**WHAT YOU SHOULD DO**:
Each line from the one containing "the white sedan" through the last line of the records below is to be set down exactly; the rest stays out.

**SOURCE INFORMATION**:
%%
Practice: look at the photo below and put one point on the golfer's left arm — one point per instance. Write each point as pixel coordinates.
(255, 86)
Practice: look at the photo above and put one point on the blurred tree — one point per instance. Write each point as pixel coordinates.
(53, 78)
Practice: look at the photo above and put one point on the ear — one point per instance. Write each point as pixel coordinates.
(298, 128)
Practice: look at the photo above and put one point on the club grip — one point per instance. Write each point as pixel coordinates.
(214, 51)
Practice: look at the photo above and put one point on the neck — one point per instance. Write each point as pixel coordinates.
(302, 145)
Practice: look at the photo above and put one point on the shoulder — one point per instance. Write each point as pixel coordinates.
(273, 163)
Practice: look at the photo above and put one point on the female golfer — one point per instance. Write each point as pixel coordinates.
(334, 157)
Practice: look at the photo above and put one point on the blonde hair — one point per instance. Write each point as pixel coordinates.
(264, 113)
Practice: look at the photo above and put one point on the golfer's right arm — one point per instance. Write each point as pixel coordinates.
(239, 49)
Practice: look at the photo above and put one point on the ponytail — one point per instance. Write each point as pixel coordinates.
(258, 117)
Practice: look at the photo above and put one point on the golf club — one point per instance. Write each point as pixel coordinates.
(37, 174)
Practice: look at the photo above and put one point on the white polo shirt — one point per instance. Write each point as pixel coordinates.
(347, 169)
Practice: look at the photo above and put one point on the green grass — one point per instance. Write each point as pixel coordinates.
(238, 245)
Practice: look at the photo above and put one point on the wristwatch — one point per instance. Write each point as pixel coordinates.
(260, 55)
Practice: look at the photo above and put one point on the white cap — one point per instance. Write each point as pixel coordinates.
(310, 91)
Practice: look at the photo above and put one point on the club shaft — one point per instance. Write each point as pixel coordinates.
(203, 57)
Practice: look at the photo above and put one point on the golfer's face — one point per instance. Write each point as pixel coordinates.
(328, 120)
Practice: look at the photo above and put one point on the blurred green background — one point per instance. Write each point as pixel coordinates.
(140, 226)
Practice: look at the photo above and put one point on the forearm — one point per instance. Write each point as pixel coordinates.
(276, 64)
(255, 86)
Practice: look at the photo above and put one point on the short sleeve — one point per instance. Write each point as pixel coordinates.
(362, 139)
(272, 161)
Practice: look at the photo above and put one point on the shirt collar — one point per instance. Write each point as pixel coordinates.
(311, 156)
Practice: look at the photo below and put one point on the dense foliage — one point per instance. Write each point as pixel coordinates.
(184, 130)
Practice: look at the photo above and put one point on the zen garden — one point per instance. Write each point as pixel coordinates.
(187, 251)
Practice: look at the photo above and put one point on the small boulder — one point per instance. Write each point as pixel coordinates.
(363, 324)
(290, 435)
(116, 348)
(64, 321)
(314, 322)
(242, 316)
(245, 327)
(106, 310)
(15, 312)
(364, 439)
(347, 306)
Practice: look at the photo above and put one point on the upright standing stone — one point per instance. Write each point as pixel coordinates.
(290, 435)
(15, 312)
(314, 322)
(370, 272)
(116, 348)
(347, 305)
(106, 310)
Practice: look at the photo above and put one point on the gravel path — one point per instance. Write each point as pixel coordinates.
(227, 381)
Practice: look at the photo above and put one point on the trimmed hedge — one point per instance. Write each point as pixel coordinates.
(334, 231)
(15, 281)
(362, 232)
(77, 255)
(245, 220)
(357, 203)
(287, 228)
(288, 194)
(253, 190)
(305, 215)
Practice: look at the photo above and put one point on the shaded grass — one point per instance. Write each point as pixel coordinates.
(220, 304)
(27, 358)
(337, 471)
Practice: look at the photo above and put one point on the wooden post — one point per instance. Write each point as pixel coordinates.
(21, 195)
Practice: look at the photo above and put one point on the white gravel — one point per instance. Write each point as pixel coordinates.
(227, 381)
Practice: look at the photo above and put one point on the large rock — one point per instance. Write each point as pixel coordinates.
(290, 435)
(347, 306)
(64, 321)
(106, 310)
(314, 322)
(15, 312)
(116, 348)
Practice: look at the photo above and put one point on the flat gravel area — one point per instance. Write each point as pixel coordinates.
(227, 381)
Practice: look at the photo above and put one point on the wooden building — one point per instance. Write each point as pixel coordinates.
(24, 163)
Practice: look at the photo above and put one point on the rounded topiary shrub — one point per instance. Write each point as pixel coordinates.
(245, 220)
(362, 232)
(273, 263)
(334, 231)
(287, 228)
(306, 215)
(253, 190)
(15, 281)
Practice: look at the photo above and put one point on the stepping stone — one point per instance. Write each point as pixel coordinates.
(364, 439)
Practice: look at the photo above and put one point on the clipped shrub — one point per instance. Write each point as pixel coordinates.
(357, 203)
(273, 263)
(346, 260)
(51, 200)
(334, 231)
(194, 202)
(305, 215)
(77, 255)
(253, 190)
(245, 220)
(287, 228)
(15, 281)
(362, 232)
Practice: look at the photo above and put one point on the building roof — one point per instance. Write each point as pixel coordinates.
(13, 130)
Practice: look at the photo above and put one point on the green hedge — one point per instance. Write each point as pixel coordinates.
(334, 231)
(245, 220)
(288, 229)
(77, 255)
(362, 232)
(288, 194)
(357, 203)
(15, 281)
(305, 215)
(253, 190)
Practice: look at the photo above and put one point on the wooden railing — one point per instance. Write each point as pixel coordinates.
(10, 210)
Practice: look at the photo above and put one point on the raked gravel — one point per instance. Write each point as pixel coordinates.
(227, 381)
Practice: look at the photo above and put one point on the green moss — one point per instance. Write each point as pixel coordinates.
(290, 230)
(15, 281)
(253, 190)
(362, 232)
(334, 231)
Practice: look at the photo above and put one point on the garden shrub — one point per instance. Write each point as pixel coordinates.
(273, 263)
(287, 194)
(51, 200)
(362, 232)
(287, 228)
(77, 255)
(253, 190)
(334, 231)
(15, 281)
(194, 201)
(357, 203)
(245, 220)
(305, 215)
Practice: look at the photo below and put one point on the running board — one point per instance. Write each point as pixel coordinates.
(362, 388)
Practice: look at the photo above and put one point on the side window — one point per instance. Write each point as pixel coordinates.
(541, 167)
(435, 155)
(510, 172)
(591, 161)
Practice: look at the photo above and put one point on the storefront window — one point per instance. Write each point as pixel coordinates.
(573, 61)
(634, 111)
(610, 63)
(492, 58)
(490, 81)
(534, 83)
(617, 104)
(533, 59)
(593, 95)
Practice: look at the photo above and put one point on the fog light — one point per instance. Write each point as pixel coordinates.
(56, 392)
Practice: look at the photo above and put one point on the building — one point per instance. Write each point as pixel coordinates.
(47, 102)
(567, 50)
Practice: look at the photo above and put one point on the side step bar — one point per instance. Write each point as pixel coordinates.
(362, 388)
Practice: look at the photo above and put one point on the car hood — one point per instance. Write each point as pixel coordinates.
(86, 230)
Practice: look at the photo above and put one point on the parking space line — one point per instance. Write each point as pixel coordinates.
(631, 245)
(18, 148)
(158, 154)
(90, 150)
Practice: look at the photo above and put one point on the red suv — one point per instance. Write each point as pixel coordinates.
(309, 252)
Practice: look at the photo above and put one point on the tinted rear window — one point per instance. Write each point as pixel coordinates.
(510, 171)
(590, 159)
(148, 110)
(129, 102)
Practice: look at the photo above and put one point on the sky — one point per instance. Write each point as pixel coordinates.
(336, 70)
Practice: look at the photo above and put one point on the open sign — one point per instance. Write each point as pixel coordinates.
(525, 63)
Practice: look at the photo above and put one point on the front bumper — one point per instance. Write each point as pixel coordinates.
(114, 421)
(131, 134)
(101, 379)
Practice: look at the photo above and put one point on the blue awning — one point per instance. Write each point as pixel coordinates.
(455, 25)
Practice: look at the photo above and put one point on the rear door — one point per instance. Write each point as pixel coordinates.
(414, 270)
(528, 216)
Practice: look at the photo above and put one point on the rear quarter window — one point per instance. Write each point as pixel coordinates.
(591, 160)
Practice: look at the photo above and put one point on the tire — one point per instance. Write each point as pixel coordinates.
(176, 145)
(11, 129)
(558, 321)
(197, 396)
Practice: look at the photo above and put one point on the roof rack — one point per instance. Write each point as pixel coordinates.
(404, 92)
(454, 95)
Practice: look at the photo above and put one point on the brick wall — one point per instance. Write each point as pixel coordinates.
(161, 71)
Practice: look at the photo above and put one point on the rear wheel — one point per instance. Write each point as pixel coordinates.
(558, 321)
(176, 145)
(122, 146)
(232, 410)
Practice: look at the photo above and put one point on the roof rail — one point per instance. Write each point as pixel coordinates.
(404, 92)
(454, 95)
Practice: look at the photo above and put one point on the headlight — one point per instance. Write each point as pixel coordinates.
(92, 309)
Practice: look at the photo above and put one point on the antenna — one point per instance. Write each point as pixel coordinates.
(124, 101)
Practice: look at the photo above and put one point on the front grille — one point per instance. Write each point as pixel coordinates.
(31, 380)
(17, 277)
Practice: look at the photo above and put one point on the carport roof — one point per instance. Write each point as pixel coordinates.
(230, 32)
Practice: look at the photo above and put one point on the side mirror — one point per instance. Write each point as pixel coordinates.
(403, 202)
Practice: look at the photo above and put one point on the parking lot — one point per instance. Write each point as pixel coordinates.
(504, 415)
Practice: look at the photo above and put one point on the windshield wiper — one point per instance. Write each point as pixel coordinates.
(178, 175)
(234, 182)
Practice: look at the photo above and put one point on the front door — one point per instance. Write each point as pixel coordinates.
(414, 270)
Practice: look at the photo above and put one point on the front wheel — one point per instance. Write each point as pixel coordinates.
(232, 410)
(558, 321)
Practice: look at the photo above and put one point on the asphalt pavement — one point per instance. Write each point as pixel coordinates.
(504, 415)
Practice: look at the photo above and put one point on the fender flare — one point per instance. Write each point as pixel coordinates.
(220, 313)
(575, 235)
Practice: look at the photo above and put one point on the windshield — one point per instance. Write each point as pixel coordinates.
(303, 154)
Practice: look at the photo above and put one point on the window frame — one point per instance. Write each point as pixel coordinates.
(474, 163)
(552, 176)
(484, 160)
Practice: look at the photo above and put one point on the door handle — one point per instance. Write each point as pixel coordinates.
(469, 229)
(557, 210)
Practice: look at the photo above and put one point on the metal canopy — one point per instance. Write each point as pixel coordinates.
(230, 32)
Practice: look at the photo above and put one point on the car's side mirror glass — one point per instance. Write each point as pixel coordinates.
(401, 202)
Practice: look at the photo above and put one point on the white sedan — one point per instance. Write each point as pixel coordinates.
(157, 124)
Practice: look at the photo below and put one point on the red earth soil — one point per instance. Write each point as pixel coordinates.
%%
**RESULT BELOW**:
Practice: look at the photo above and put one point on the white sedan — one point per instance. Write each point as pixel coordinates.
(157, 124)
Practice: look at the photo below and put one point on the red earth soil — one point per instance. Write each point as pixel coordinates.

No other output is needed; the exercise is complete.